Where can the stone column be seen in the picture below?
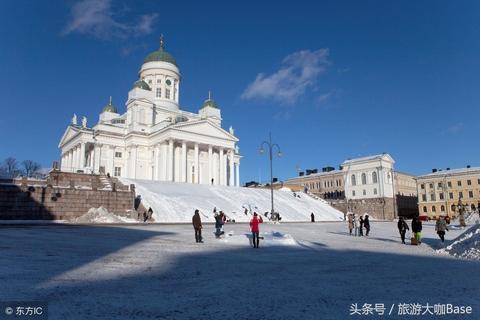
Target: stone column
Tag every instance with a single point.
(183, 168)
(232, 170)
(134, 162)
(82, 156)
(197, 166)
(163, 173)
(111, 169)
(221, 170)
(156, 163)
(75, 158)
(170, 160)
(98, 157)
(210, 164)
(237, 174)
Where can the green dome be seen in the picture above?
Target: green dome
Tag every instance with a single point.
(110, 107)
(210, 103)
(160, 55)
(142, 85)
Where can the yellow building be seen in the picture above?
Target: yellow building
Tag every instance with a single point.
(443, 191)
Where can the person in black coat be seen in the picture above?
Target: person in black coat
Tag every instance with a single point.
(366, 224)
(417, 229)
(402, 228)
(361, 226)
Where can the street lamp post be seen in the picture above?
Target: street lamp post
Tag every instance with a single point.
(271, 146)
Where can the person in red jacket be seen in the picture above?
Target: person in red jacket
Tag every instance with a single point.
(256, 220)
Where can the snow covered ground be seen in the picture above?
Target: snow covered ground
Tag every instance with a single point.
(301, 271)
(176, 202)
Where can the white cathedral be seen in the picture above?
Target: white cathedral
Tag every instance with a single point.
(154, 139)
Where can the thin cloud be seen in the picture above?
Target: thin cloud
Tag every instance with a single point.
(299, 71)
(97, 18)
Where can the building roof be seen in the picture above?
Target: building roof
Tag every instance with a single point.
(313, 175)
(161, 55)
(142, 85)
(450, 172)
(368, 158)
(110, 107)
(209, 102)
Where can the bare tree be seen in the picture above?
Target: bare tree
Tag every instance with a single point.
(9, 167)
(30, 167)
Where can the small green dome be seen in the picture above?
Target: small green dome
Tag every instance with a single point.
(142, 85)
(210, 102)
(161, 55)
(110, 107)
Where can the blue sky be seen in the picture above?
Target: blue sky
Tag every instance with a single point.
(330, 79)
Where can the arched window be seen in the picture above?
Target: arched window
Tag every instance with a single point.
(374, 177)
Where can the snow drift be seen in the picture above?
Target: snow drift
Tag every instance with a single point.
(176, 202)
(466, 246)
(101, 215)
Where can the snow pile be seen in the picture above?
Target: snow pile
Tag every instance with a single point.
(176, 202)
(101, 215)
(270, 239)
(472, 218)
(466, 246)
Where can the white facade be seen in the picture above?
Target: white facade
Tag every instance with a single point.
(369, 177)
(154, 139)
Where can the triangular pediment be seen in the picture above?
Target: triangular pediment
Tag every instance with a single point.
(204, 127)
(70, 132)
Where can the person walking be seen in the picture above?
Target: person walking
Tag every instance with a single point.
(350, 222)
(356, 224)
(441, 227)
(254, 227)
(402, 228)
(366, 224)
(361, 226)
(197, 225)
(417, 229)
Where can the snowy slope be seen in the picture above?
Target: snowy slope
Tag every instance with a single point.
(176, 202)
(466, 245)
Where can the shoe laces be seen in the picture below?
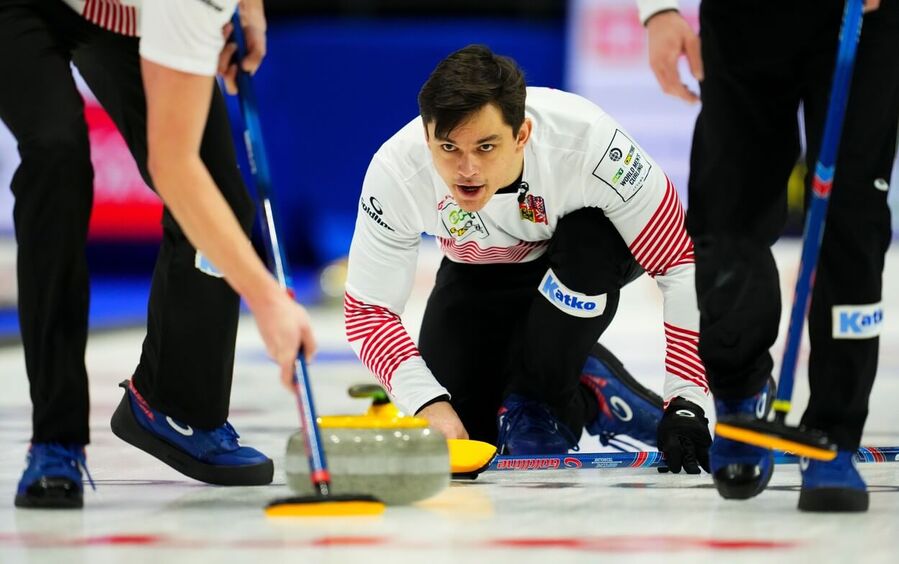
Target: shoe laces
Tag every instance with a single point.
(58, 457)
(226, 437)
(543, 422)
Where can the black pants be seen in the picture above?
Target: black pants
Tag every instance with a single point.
(488, 330)
(186, 364)
(745, 144)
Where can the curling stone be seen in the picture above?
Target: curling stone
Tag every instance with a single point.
(395, 458)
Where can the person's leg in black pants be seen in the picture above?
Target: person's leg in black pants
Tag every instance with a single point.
(53, 189)
(490, 331)
(586, 256)
(188, 354)
(474, 314)
(745, 145)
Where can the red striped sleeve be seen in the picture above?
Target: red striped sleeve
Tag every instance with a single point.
(471, 252)
(682, 355)
(385, 342)
(663, 243)
(112, 15)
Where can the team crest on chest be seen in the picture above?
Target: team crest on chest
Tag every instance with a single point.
(460, 224)
(531, 208)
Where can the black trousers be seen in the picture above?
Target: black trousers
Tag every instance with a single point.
(745, 144)
(488, 329)
(186, 364)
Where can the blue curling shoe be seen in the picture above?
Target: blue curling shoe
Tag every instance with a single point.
(739, 470)
(833, 486)
(213, 456)
(625, 406)
(528, 427)
(52, 479)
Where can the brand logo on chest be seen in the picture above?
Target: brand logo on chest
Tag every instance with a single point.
(531, 208)
(460, 224)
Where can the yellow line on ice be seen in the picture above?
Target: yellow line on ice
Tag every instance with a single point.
(769, 441)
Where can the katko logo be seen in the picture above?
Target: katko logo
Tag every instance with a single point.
(857, 321)
(571, 302)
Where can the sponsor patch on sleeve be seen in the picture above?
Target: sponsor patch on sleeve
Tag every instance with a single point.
(857, 321)
(372, 207)
(623, 167)
(205, 266)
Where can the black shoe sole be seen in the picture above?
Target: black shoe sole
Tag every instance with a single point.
(833, 500)
(733, 483)
(126, 427)
(26, 501)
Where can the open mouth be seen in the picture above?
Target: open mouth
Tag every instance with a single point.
(469, 188)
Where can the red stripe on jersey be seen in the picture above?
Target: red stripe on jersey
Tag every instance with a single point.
(682, 355)
(470, 252)
(132, 21)
(663, 243)
(385, 342)
(112, 15)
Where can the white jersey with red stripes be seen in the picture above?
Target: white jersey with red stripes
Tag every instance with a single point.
(120, 16)
(185, 35)
(577, 157)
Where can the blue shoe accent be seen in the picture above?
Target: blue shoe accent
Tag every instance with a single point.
(528, 427)
(52, 478)
(833, 486)
(213, 456)
(739, 470)
(625, 406)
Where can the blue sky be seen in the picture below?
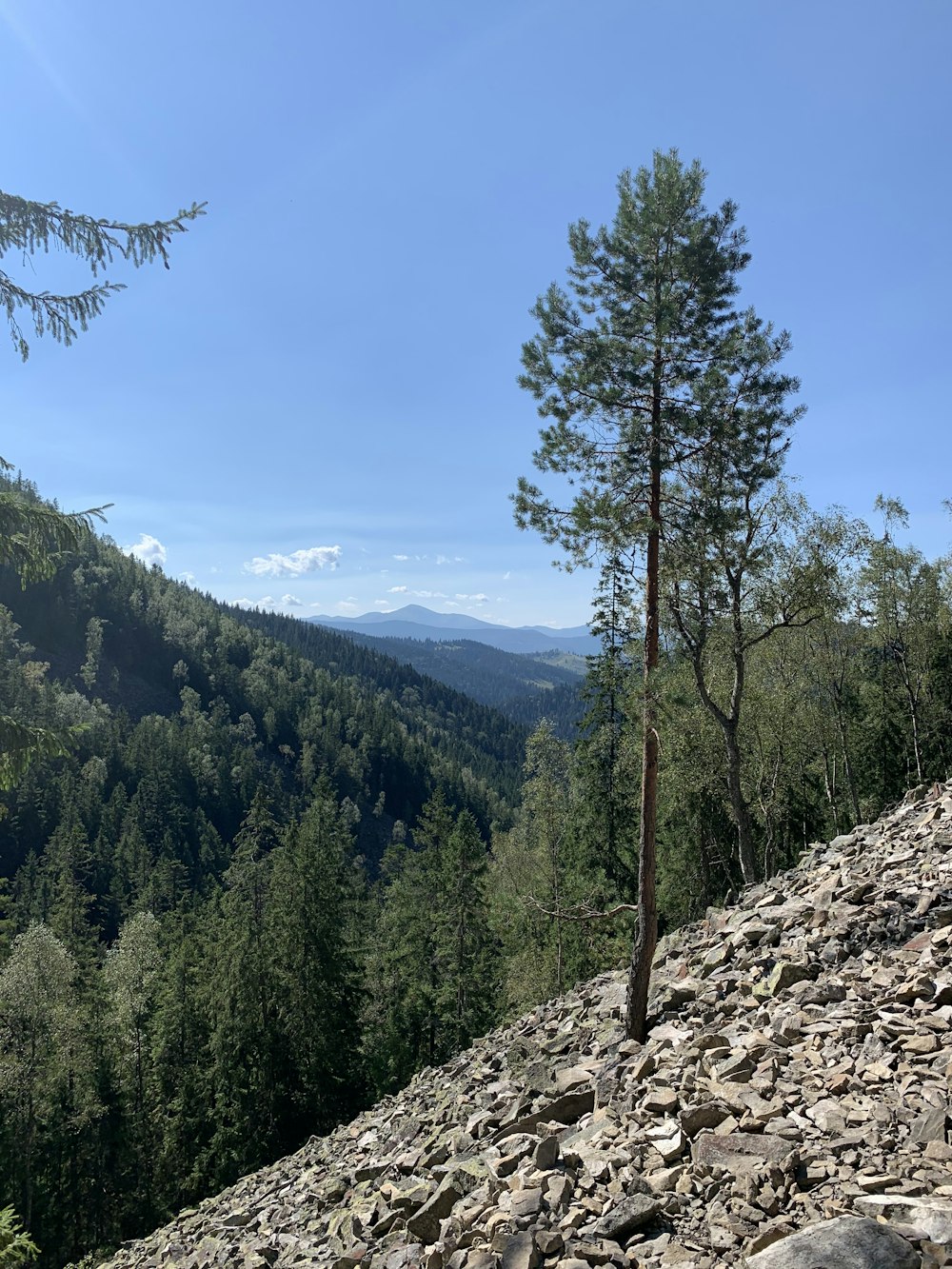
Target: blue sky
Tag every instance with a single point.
(316, 405)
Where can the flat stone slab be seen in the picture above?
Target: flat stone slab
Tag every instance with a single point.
(845, 1242)
(742, 1154)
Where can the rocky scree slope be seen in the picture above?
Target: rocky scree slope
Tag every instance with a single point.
(788, 1109)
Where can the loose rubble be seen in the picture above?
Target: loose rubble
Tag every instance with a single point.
(790, 1108)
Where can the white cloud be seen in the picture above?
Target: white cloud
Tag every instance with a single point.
(149, 549)
(295, 565)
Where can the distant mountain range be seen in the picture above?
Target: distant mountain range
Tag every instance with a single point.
(422, 624)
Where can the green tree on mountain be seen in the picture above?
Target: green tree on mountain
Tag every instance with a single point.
(642, 366)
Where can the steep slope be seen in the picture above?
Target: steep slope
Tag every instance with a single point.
(795, 1078)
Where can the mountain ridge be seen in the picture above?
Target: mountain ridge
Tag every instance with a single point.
(414, 621)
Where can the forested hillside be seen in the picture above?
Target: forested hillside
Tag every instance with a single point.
(189, 900)
(524, 686)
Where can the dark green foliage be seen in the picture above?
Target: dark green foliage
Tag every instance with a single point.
(524, 686)
(30, 228)
(432, 960)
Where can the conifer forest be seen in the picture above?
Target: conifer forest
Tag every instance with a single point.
(257, 873)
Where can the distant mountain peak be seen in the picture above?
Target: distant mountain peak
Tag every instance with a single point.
(414, 621)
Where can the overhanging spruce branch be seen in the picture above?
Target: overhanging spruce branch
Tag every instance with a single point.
(32, 228)
(579, 911)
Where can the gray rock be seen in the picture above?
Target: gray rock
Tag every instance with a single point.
(623, 1219)
(917, 1218)
(521, 1253)
(845, 1242)
(742, 1154)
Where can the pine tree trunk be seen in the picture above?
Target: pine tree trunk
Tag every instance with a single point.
(646, 936)
(739, 808)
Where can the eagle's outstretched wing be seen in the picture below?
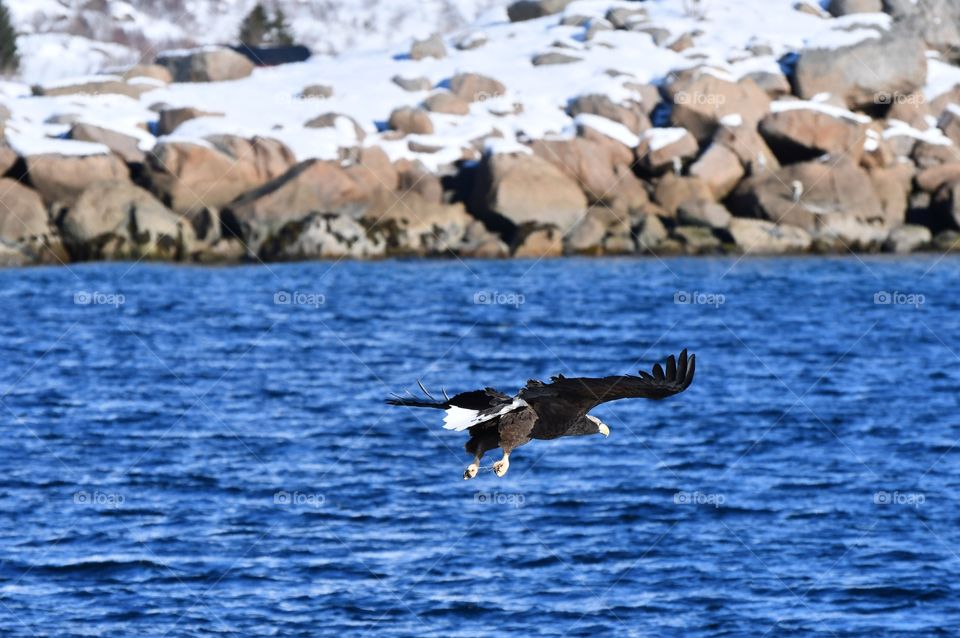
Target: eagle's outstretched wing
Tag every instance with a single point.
(587, 392)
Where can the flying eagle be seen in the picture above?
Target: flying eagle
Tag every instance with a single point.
(546, 410)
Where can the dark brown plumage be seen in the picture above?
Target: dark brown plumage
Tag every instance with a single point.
(548, 410)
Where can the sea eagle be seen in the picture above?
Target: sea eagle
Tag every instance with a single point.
(546, 410)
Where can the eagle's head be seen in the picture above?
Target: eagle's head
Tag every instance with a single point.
(597, 426)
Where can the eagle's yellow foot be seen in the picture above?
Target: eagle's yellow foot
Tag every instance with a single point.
(500, 467)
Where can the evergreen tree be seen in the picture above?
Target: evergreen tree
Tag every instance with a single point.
(259, 28)
(280, 31)
(254, 27)
(9, 58)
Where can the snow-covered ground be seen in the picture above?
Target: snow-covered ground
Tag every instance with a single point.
(60, 38)
(267, 103)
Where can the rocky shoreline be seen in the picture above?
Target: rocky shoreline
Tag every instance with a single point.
(820, 153)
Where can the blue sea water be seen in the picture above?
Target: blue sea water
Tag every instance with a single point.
(206, 452)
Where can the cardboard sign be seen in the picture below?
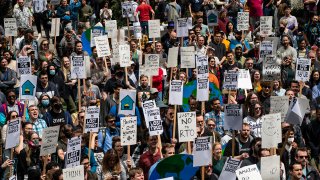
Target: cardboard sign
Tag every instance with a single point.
(249, 173)
(10, 27)
(279, 104)
(303, 69)
(124, 55)
(154, 28)
(229, 169)
(202, 151)
(49, 140)
(78, 70)
(102, 45)
(230, 80)
(265, 25)
(92, 119)
(202, 89)
(28, 87)
(182, 27)
(151, 67)
(212, 17)
(55, 27)
(128, 130)
(24, 65)
(270, 167)
(75, 173)
(127, 102)
(72, 158)
(13, 133)
(243, 21)
(187, 57)
(233, 117)
(187, 126)
(271, 69)
(173, 57)
(271, 130)
(175, 92)
(244, 79)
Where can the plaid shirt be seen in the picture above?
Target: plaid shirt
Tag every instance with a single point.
(39, 125)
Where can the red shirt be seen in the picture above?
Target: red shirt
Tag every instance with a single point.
(145, 11)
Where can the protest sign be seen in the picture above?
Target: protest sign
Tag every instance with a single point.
(187, 126)
(151, 66)
(270, 167)
(212, 17)
(127, 102)
(13, 133)
(10, 27)
(265, 25)
(187, 57)
(78, 70)
(173, 57)
(233, 117)
(124, 55)
(175, 92)
(28, 87)
(154, 122)
(74, 173)
(244, 79)
(271, 69)
(202, 89)
(49, 140)
(154, 28)
(279, 104)
(182, 27)
(24, 65)
(128, 131)
(92, 119)
(249, 173)
(243, 21)
(271, 130)
(229, 169)
(303, 69)
(102, 46)
(55, 27)
(72, 158)
(230, 80)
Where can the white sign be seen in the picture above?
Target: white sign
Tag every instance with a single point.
(154, 28)
(127, 102)
(270, 167)
(10, 27)
(128, 130)
(124, 55)
(92, 119)
(187, 57)
(249, 173)
(13, 133)
(271, 130)
(265, 25)
(243, 21)
(75, 173)
(202, 151)
(175, 92)
(102, 45)
(151, 67)
(303, 69)
(187, 126)
(229, 169)
(24, 65)
(72, 158)
(233, 117)
(49, 140)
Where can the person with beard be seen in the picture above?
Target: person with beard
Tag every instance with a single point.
(57, 116)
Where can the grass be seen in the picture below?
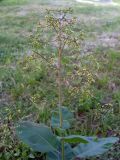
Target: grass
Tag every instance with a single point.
(19, 81)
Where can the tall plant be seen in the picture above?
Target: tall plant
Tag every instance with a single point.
(40, 137)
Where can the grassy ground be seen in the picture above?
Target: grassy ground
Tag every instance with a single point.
(101, 24)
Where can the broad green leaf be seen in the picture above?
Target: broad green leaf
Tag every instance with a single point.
(94, 147)
(74, 139)
(69, 154)
(38, 136)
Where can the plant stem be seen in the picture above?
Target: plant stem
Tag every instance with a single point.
(59, 76)
(63, 151)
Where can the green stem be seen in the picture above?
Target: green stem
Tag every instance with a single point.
(63, 151)
(59, 78)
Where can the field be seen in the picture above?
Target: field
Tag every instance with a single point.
(25, 92)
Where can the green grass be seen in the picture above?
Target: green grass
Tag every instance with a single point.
(18, 18)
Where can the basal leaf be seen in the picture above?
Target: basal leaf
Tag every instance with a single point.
(75, 139)
(38, 136)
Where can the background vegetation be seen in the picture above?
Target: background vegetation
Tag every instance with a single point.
(23, 78)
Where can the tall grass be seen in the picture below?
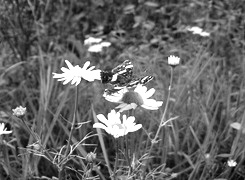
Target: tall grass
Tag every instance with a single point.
(206, 92)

★ ★ ★ ★

◆ **과제 목표**
위 항목에서 "Where can the person with"이 들어 있는 줄부터 항목 끝까지 전부를 두 열 CSV로 옮기세요. 항목 하나당 한 행으로, input 열에는 본문을, output 열에는 답을 각각 따옴표로 묶은 한 칸에 줄바꿈을 공백으로 바꿔 넣고, 그림 표시는 빼세요.

◆ **풀이 결과**
input,output
"Where can the person with beard be seen in the picture above? Target: person with beard Tag every instance with a single point.","(57, 116)"
"Where can the grass be seen in the picture below? Target: grass Tag every instance with a single point.","(19, 81)"
"Where can the tall plant be seen in the picture above? Target: tall plant Tag every instance with a single point.","(40, 137)"
"Where can the grassy ground be seen in the picture above? Target: grassy ground Tag every instance with a single point.","(101, 24)"
"Where can the broad green leaf be seen in the picture above? Target: broad green leaf Tag every instance with a single point.","(94, 147) (74, 139) (69, 154) (38, 136)"
"Where can the plant stem be seen in the picture above? Target: plant stem Tag every instance with a single point.","(59, 76) (63, 151)"
"Where can the green stem be seen in the picture above? Target: green stem Tag every instance with a single point.","(63, 151) (59, 78)"
"Where can the field be seen in the picture above? Target: field Tag every instance with a single point.","(25, 92)"
"Where can the green grass be seen in the picture above? Target: green grass Tag every instance with a single point.","(18, 18)"
"Where can the basal leaf be seen in the picture above? Target: basal leaf Tag every instance with a single point.","(75, 139) (38, 136)"
"Where can the background vegetation be seen in the picture above? Target: background vegetation Tag every instance with a single point.","(23, 78)"
"Where can the tall grass be seen in the picture below? Target: tall grass Tag every instance with a single point.","(206, 92)"